> **What is required**
Could you reproduce the entire listing below, substituting "trace each instance" for every "outline every instance" and keeping everything else unchanged? Leave the pictures out of your version.

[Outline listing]

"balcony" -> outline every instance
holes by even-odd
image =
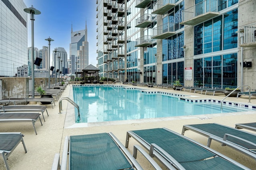
[[[156,18],[156,14],[146,14],[142,17],[136,19],[135,27],[145,28],[152,23],[153,20]]]
[[[151,35],[145,35],[140,38],[136,39],[137,45],[135,47],[144,47],[152,44],[152,40]]]
[[[152,14],[162,15],[174,6],[174,0],[158,0],[154,4]]]
[[[182,11],[181,24],[196,25],[215,17],[226,8],[226,1],[206,0]]]
[[[165,39],[175,34],[175,25],[178,23],[168,22],[153,29],[152,38]]]
[[[151,2],[151,0],[136,0],[135,7],[144,8],[150,2]]]
[[[120,35],[118,37],[117,43],[118,44],[123,44],[124,43],[124,35],[123,34]]]
[[[122,6],[120,6],[117,11],[117,16],[123,17],[124,16],[124,8]]]
[[[117,57],[124,57],[124,50],[118,49]]]
[[[243,47],[256,47],[256,23],[244,28],[244,43],[239,46]]]

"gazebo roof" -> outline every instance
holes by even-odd
[[[92,64],[90,64],[89,65],[88,65],[88,66],[87,66],[87,67],[86,67],[82,70],[83,72],[95,72],[96,71],[99,71],[100,70],[99,69],[98,69],[96,66],[93,66]]]

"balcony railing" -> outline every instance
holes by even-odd
[[[156,14],[145,14],[143,16],[136,19],[135,27],[140,28],[147,27],[156,18]]]
[[[244,27],[244,43],[240,46],[256,47],[256,23]]]
[[[227,6],[226,0],[206,0],[182,11],[181,24],[195,25],[219,14]]]
[[[175,34],[175,27],[178,28],[178,23],[168,22],[153,29],[152,38],[165,39]]]
[[[162,15],[175,6],[175,0],[158,0],[153,4],[152,14]]]
[[[150,2],[151,0],[136,0],[135,7],[144,8]]]
[[[135,47],[143,47],[152,44],[151,35],[145,35],[136,39],[137,45]]]

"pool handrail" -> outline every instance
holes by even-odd
[[[79,111],[79,106],[77,105],[76,103],[75,103],[73,100],[72,100],[70,98],[68,97],[63,97],[62,98],[60,101],[59,101],[59,114],[62,113],[61,111],[62,110],[62,101],[64,100],[65,100],[69,102],[70,103],[72,104],[73,106],[75,106],[77,108],[77,110],[78,111],[78,117],[80,117],[80,111]]]
[[[231,92],[229,94],[228,94],[228,95],[227,95],[227,96],[226,96],[225,98],[224,98],[223,99],[221,100],[221,102],[220,103],[220,109],[222,110],[222,105],[223,104],[223,101],[226,98],[227,98],[229,96],[230,94],[231,94],[232,93],[233,93],[233,92],[236,91],[236,90],[237,89],[238,89],[238,88],[239,88],[240,87],[245,87],[245,87],[248,87],[248,90],[249,90],[249,103],[250,103],[251,102],[251,94],[250,94],[250,93],[251,93],[251,88],[249,86],[245,86],[245,85],[239,86],[238,87],[237,87],[234,90],[233,90],[232,92]]]

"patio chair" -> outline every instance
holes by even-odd
[[[224,88],[216,88],[216,89],[207,89],[205,90],[205,93],[204,94],[206,94],[207,92],[209,93],[213,93],[212,95],[214,96],[215,94],[215,93],[224,93],[224,91],[225,91]]]
[[[252,97],[252,96],[255,95],[255,94],[256,94],[256,92],[250,92],[250,95],[251,97]],[[238,93],[237,95],[236,96],[236,98],[238,98],[238,97],[242,95],[249,96],[249,92],[239,92]]]
[[[248,169],[222,154],[166,128],[128,131],[126,147],[130,137],[134,138],[149,151],[150,155],[155,157],[169,169]],[[136,149],[134,149],[134,157],[136,158]]]
[[[207,146],[213,139],[256,159],[256,135],[217,123],[183,126],[182,134],[190,130],[208,138]]]
[[[40,120],[41,125],[43,125],[40,117],[40,113],[0,113],[0,122],[8,122],[10,121],[18,122],[21,121],[30,121],[32,122],[33,127],[36,135],[37,135],[35,123],[38,119]]]
[[[41,111],[42,113],[44,121],[45,121],[44,113],[46,111],[47,115],[49,116],[48,112],[47,109],[47,107],[45,106],[33,106],[33,105],[15,105],[15,106],[0,106],[0,112],[6,112],[10,111],[26,111],[26,112],[35,112]]]
[[[7,170],[10,169],[7,159],[20,142],[22,143],[25,152],[27,152],[27,149],[23,140],[24,136],[20,132],[0,133],[0,153],[3,156],[5,167]]]
[[[236,124],[235,128],[238,129],[245,129],[256,131],[256,122]]]
[[[146,151],[140,149],[156,169],[161,169]],[[111,133],[66,136],[61,164],[59,164],[59,154],[56,154],[52,170],[66,169],[68,153],[68,169],[143,169]]]

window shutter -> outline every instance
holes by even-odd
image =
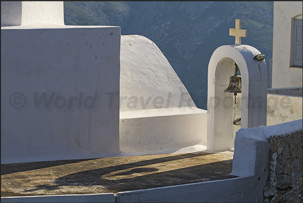
[[[302,67],[302,19],[294,19],[293,66]]]

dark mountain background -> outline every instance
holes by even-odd
[[[273,2],[64,2],[65,25],[118,26],[153,41],[204,109],[208,63],[217,48],[235,44],[236,19],[248,32],[241,44],[265,55],[269,81]]]

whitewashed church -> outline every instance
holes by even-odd
[[[2,2],[2,164],[229,151],[237,178],[98,201],[263,202],[269,139],[302,131],[302,16],[301,2],[274,2],[270,78],[262,52],[241,44],[249,30],[235,19],[235,44],[209,61],[206,110],[147,38],[65,25],[63,2]],[[189,198],[190,191],[198,194]]]

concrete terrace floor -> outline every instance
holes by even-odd
[[[1,165],[1,196],[129,191],[234,178],[233,153],[195,152]]]

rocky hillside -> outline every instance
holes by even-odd
[[[159,47],[190,93],[206,109],[208,62],[214,51],[234,44],[229,29],[241,19],[242,44],[272,57],[273,2],[65,2],[66,25],[115,25]]]

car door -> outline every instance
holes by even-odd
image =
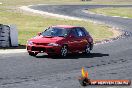
[[[88,43],[86,34],[81,27],[77,27],[76,31],[78,36],[78,50],[83,51]]]
[[[68,38],[68,46],[71,52],[78,52],[80,45],[80,39],[78,38],[78,34],[76,29],[71,29],[69,38]]]

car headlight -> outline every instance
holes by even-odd
[[[33,42],[32,41],[28,41],[27,44],[28,45],[33,45]]]
[[[48,46],[60,46],[60,45],[57,43],[49,43]]]

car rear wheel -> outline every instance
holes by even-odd
[[[89,44],[86,45],[84,54],[87,54],[87,55],[90,54],[90,45]]]
[[[62,57],[66,57],[68,54],[68,47],[66,45],[64,45],[62,48],[61,48],[61,56]]]
[[[37,55],[37,53],[35,53],[35,52],[28,52],[28,53],[30,56],[36,56]]]

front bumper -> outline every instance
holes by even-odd
[[[28,52],[59,54],[60,50],[61,50],[61,46],[27,45]]]

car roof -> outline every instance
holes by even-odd
[[[56,25],[56,26],[52,26],[52,27],[57,27],[57,28],[76,28],[79,26],[72,26],[72,25]]]

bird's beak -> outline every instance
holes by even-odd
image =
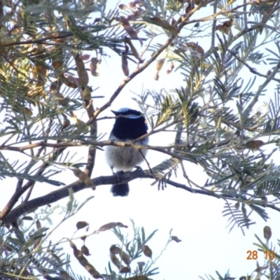
[[[119,113],[119,112],[118,112],[118,111],[113,111],[113,110],[111,110],[111,112],[113,112],[113,113],[115,114],[115,115],[120,115],[120,113]]]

> **Finished answer**
"balcony" -> trace each instance
holes by even-odd
image =
[[[156,18],[156,14],[146,14],[142,17],[136,19],[135,27],[145,28],[152,23],[153,20]]]
[[[151,35],[145,35],[140,38],[136,39],[137,45],[135,47],[144,47],[152,44],[152,40]]]
[[[152,14],[162,15],[174,6],[174,0],[158,0],[154,4]]]
[[[182,11],[181,24],[196,25],[215,17],[226,8],[226,1],[206,0]]]
[[[165,39],[175,34],[175,25],[178,23],[168,22],[153,29],[152,38]]]
[[[151,2],[151,0],[136,0],[135,7],[144,8],[150,2]]]
[[[120,35],[118,37],[117,43],[118,44],[123,44],[124,43],[124,35],[123,34]]]
[[[122,6],[120,6],[117,11],[117,16],[123,17],[124,16],[124,8]]]
[[[117,57],[124,57],[124,50],[118,49]]]
[[[243,47],[256,47],[256,23],[244,28],[244,43],[239,46]]]

"gazebo roof" -> trace each instance
holes by even-odd
[[[92,64],[90,64],[89,65],[88,65],[88,66],[87,66],[87,67],[86,67],[82,70],[83,72],[95,72],[96,71],[99,71],[100,70],[99,69],[98,69],[96,66],[93,66]]]

"balcony railing" -> trace each instance
holes by even-odd
[[[156,14],[145,14],[143,16],[136,19],[135,27],[140,28],[147,27],[156,18]]]
[[[244,27],[244,43],[240,46],[256,47],[256,23]]]
[[[227,6],[226,0],[206,0],[182,11],[181,24],[195,25],[219,14]]]
[[[175,34],[175,27],[178,28],[178,23],[168,22],[153,29],[152,38],[165,39]]]
[[[162,15],[175,6],[175,0],[158,0],[153,4],[152,14]]]
[[[150,2],[151,0],[136,0],[135,7],[144,8]]]
[[[135,47],[143,47],[152,44],[151,35],[145,35],[136,39],[137,45]]]

"pool handrail" -> trace each instance
holes by even-odd
[[[79,111],[79,106],[77,105],[76,103],[75,103],[73,100],[72,100],[70,98],[68,97],[63,97],[62,98],[60,101],[59,101],[59,114],[62,113],[61,111],[62,110],[62,101],[64,100],[65,100],[69,102],[70,103],[72,104],[73,106],[75,106],[77,108],[77,110],[78,111],[78,117],[80,117],[80,111]]]
[[[231,92],[229,94],[228,94],[228,95],[227,95],[227,96],[226,96],[225,98],[224,98],[223,99],[221,100],[221,102],[220,103],[220,109],[222,110],[222,105],[223,104],[223,101],[226,98],[227,98],[229,96],[230,94],[231,94],[232,93],[233,93],[233,92],[236,91],[236,90],[237,89],[238,89],[238,88],[239,88],[240,87],[245,87],[245,87],[248,87],[248,90],[249,90],[249,103],[250,103],[251,102],[251,94],[250,94],[250,93],[251,93],[251,88],[249,86],[245,86],[245,85],[239,86],[238,87],[237,87],[234,90],[233,90],[232,92]]]

"patio chair" -> trace each instance
holes by even-odd
[[[224,88],[216,88],[216,89],[207,89],[205,90],[205,93],[204,94],[206,94],[207,92],[209,93],[213,93],[212,95],[214,96],[215,94],[215,93],[224,93],[224,91],[225,91]]]
[[[252,97],[252,96],[255,95],[255,94],[256,94],[256,92],[250,92],[250,95],[251,97]],[[238,93],[237,95],[236,96],[236,98],[238,98],[238,97],[242,95],[249,96],[249,92],[239,92]]]
[[[248,169],[222,154],[166,128],[128,131],[126,147],[130,137],[134,138],[149,151],[150,155],[155,157],[169,169]],[[136,149],[134,149],[134,157],[136,158]]]
[[[207,146],[213,139],[256,159],[256,135],[217,123],[183,126],[182,134],[190,130],[208,138]]]
[[[40,120],[41,125],[43,125],[40,117],[40,113],[0,113],[0,122],[8,122],[10,121],[18,122],[21,121],[30,121],[32,122],[33,127],[36,135],[37,135],[35,123],[38,119]]]
[[[41,111],[42,113],[44,121],[45,121],[44,113],[46,111],[47,115],[49,116],[48,112],[47,109],[47,107],[45,106],[33,106],[33,105],[15,105],[15,106],[0,106],[0,112],[6,112],[10,111],[26,111],[26,112],[35,112]]]
[[[7,170],[10,169],[7,159],[20,142],[22,143],[25,152],[27,152],[27,149],[23,140],[24,136],[20,132],[0,133],[0,153],[3,156],[5,167]]]
[[[236,124],[235,128],[238,129],[245,129],[256,131],[256,122]]]
[[[146,151],[140,149],[156,169],[161,169]],[[111,133],[66,136],[61,164],[59,164],[59,154],[56,154],[52,170],[66,169],[68,153],[68,169],[143,169]]]

window shutter -> trace each instance
holes by even-odd
image =
[[[302,67],[302,19],[294,19],[293,66]]]

dark mountain background -> trace each instance
holes by even-odd
[[[273,2],[64,2],[65,25],[118,26],[153,41],[204,109],[208,63],[217,48],[235,44],[236,19],[248,32],[241,44],[265,55],[269,81]]]

whitewashed church -> trace each instance
holes by even-odd
[[[2,2],[2,164],[229,151],[237,178],[98,201],[263,202],[269,139],[302,131],[302,16],[301,2],[274,2],[270,78],[262,52],[241,44],[249,30],[235,19],[235,44],[209,61],[206,110],[147,38],[65,25],[63,2]],[[189,198],[190,191],[198,194]]]

concrete terrace floor -> trace each instance
holes by even-odd
[[[1,165],[1,196],[129,191],[234,178],[233,153],[195,152]]]

rocky hillside -> trace each instance
holes by even-odd
[[[159,47],[190,93],[206,109],[208,62],[214,51],[234,44],[229,29],[241,19],[242,44],[272,57],[273,2],[65,2],[66,25],[115,25]]]

car door -> trace each instance
holes by even-odd
image =
[[[88,43],[86,34],[81,27],[77,27],[76,31],[78,36],[78,50],[83,51]]]
[[[68,38],[68,46],[71,52],[78,52],[80,45],[80,39],[78,38],[78,34],[76,29],[71,29],[69,38]]]

car headlight -> trace each instance
holes by even-odd
[[[33,42],[32,41],[28,41],[27,44],[28,45],[33,45]]]
[[[48,46],[60,46],[60,45],[57,43],[49,43]]]

car rear wheel -> trace each instance
holes by even-odd
[[[89,44],[86,45],[84,54],[87,54],[87,55],[90,54],[90,45]]]
[[[62,57],[66,57],[68,54],[68,47],[66,45],[64,45],[62,48],[61,48],[61,56]]]
[[[37,55],[37,53],[35,53],[35,52],[28,52],[28,53],[30,56],[36,56]]]

front bumper -> trace each instance
holes by even-odd
[[[28,52],[59,54],[60,50],[61,50],[61,46],[27,45]]]

car roof -> trace each instance
holes by even-odd
[[[56,25],[56,26],[52,26],[52,27],[57,27],[57,28],[76,28],[79,26],[72,26],[72,25]]]

bird's beak -> trace each instance
holes by even-odd
image =
[[[119,113],[119,112],[118,112],[118,111],[113,111],[113,110],[111,110],[111,112],[113,112],[113,113],[115,114],[115,115],[120,115],[120,113]]]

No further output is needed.